**Exercise requirements:**
Copy each line of the items below that contains the word "star".

**Material shown:**
+ + + +
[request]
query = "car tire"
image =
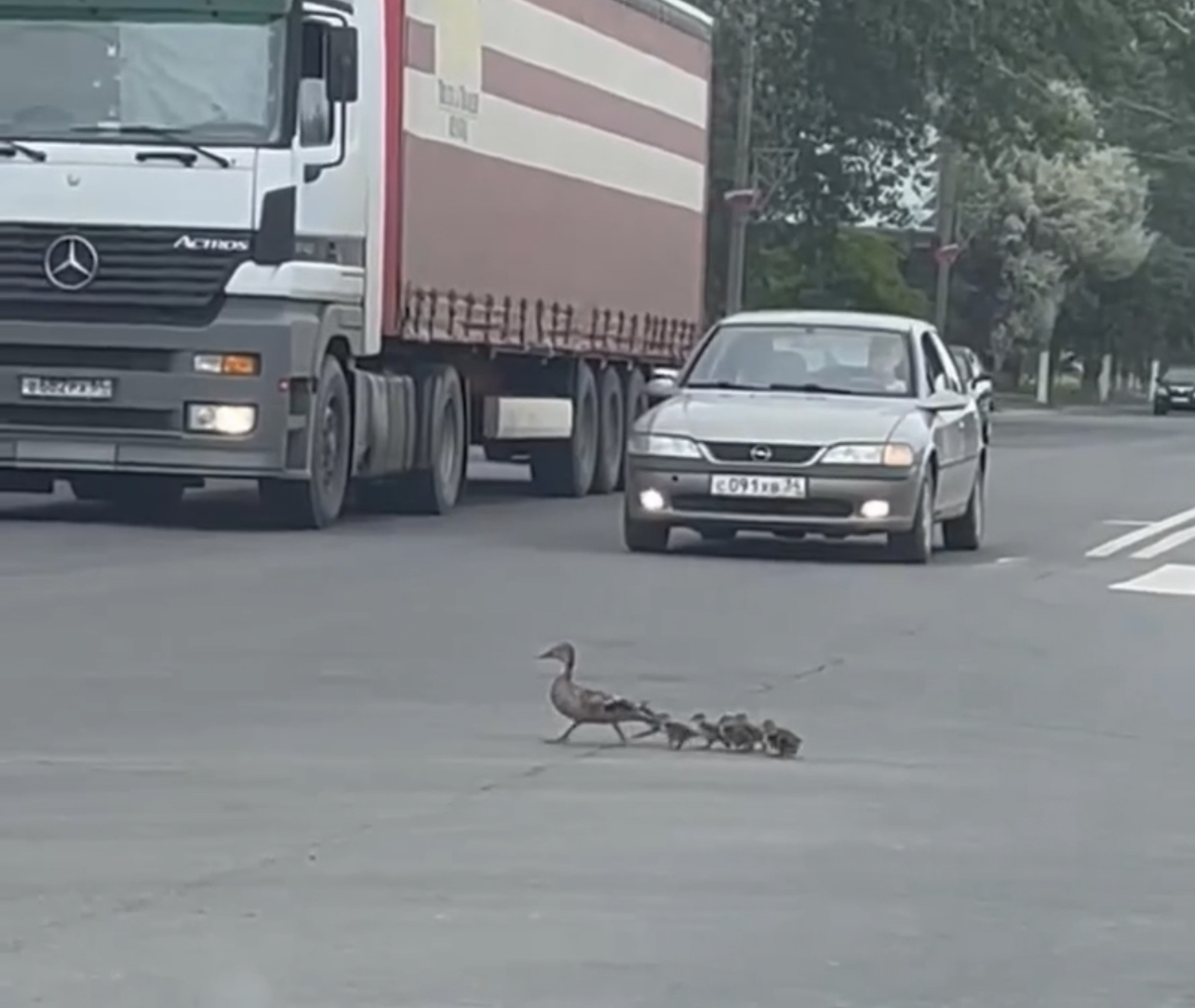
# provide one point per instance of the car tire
(966, 532)
(917, 544)
(644, 536)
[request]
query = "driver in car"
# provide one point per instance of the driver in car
(888, 364)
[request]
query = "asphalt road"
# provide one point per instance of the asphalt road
(251, 769)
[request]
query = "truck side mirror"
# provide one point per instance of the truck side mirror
(343, 76)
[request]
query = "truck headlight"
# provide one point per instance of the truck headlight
(220, 419)
(892, 454)
(662, 445)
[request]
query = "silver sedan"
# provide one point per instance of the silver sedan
(798, 423)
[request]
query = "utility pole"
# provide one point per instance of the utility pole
(740, 214)
(947, 210)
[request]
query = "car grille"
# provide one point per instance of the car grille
(782, 454)
(140, 272)
(809, 507)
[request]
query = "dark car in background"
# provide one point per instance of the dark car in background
(975, 377)
(1176, 390)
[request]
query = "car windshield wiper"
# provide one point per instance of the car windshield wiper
(135, 129)
(812, 386)
(9, 148)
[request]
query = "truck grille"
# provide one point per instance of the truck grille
(139, 273)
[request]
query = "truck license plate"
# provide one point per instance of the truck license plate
(87, 389)
(758, 487)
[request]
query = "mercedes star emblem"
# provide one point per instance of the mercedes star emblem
(71, 262)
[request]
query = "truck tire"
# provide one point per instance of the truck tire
(611, 431)
(442, 448)
(567, 469)
(445, 437)
(139, 496)
(635, 398)
(316, 503)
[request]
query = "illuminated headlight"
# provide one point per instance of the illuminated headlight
(220, 419)
(892, 454)
(662, 445)
(239, 365)
(652, 500)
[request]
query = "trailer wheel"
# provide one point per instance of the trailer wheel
(567, 469)
(636, 402)
(436, 490)
(611, 431)
(318, 503)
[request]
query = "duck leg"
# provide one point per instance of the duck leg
(564, 735)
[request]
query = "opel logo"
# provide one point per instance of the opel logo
(71, 262)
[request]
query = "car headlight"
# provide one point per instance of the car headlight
(664, 445)
(893, 454)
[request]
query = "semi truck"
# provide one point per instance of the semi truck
(329, 246)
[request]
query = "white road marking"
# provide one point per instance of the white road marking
(1171, 542)
(1170, 579)
(1140, 534)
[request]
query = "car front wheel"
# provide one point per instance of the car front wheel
(966, 532)
(917, 544)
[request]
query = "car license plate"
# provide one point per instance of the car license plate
(758, 487)
(87, 389)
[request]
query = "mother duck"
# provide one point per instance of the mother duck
(584, 706)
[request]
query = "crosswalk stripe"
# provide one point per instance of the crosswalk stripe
(1170, 579)
(1120, 543)
(1169, 543)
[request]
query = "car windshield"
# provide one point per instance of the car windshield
(842, 360)
(209, 80)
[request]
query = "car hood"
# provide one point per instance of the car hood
(778, 418)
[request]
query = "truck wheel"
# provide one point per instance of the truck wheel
(436, 490)
(635, 398)
(567, 469)
(318, 503)
(611, 431)
(444, 445)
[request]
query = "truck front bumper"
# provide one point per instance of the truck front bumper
(143, 425)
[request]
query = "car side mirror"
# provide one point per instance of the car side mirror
(662, 385)
(946, 399)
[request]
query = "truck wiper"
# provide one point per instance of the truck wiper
(137, 129)
(9, 148)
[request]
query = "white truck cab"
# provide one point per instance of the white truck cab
(184, 198)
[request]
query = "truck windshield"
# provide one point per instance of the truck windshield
(215, 82)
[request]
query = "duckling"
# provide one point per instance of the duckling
(584, 706)
(709, 731)
(678, 734)
(781, 742)
(740, 733)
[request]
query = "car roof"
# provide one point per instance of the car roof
(892, 323)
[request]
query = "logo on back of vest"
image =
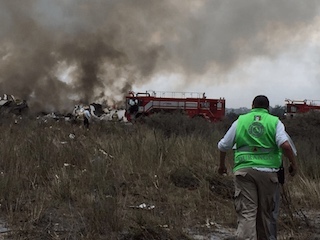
+ + + +
**The reply:**
query = "mercedes star emblem"
# provide one point per instance of the mercedes star emblem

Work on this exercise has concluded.